*SELECTED TEXT*.
Case Study: National Bottled Water Brand
By practicing a design philosophy that stressed flexibility, the EAI team was able to partner with the client to create a truly unique, but replicable system that is ready to help the brand grow nationally and internationally.
Background
One EAI client is a consumer drinking water company on a mission to provide the most sustainable packaged water anywhere in the world. To do this, they harvest rainwater from collection sites co-located with bottling facilities across the country. Their process is optimized to capture the cleanest rainwater, minimizing the amount of energy consumption and water waste that goes into the treatment process. Their commitment to sustainability does not stop with their infinitely renewable glass bottles and aluminum cans but extends to the water quality itself. They aim to beat drinking water standards by achieving non-detect levels of harmful contaminants such as disinfectant byproducts, PFAS / PFOS, heavy metals, volatile organic compounds, microbiological growth, and radioactive particles.
This company reached out to EAI Water to custom design a modular, containerized treatment system that could be deployed at its next collection and packaging site and relocated if necessary. Most importantly, the client’s production team wanted a standardized treatment train that could be easily reproduced as the company rapidly grows.
While this sounds like a reasonable goal for any source of drinking water, there were several engineering challenges that had to be overcome:
- Traditional treatment solutions such as reverse osmosis were ruled out due to their relatively high energy consumption and water reject percentages.
- Water quality can vary dramatically between different production sites, or even at the same site, depending on local materials, air quality conditions, and seasonal rainfall patterns. Therefore, designing a treatment system to work reliably and efficiently in any set of conditions required design flexibility and redundancy.
- The US Food and Drug Administration tightly regulates the levels of disinfectant residuals that must be present in bottled water, which can be difficult to achieve given the desire to stay away from chlorine-based products and the varying source water quality.
- Further design discipline was needed to meet the high treatment reliability requirements condensed into the space of a shipping container, with 100% uptime. A compact footprint and easy power and plumbing connections were needed so that the treatment systems could easily deploy at any bottling facility. Furthermore, the containers needed to be outfitted to operate in extreme variations in heat, humidity and cold.

*DATA TO EXAMINE*.
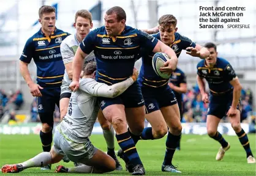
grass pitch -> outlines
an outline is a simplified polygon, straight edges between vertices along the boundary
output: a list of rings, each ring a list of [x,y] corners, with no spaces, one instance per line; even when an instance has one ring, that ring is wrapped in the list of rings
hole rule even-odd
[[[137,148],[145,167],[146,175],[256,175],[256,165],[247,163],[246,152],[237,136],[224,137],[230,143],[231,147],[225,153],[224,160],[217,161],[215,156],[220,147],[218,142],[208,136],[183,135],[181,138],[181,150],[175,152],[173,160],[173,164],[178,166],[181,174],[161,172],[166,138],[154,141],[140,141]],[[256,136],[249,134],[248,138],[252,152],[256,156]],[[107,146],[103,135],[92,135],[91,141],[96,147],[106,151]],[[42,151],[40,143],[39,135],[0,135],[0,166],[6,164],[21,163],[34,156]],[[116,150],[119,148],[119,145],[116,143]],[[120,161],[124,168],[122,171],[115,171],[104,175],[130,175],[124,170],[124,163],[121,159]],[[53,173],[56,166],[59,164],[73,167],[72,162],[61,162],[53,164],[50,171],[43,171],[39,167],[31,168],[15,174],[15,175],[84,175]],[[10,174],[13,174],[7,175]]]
---
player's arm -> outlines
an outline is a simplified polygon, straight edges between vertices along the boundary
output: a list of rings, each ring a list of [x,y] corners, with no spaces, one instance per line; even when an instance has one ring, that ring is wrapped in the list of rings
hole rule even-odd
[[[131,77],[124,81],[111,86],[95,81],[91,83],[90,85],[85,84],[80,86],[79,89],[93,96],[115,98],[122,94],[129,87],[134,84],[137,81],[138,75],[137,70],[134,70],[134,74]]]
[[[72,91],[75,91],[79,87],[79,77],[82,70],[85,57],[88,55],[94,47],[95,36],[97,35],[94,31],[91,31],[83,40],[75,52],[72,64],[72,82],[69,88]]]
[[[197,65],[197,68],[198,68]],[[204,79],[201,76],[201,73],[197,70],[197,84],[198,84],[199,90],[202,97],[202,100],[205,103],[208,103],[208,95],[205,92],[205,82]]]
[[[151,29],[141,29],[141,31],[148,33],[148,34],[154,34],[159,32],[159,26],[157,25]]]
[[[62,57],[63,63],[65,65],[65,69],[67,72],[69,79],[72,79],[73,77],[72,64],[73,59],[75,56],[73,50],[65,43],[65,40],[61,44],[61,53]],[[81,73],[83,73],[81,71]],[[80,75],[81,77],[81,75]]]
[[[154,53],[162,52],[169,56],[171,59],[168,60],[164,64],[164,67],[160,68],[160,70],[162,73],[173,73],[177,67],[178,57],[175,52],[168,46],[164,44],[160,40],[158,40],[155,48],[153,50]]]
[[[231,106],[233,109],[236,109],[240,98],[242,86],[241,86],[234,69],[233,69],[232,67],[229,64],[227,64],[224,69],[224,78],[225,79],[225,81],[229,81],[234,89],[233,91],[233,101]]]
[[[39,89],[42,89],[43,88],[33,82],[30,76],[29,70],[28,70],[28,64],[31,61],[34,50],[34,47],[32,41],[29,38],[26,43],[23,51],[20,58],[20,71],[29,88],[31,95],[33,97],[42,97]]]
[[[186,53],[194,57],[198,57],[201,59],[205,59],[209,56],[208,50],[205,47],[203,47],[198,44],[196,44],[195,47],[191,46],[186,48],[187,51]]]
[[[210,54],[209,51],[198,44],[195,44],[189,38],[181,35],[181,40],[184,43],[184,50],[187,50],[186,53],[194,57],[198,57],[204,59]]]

*WHAT THIS TASK INVOLVES*. In the bottled water case study, why was reverse osmosis ruled out?

*RESPONSE AREA*. It was ruled out because of its relatively high energy consumption and water reject percentages.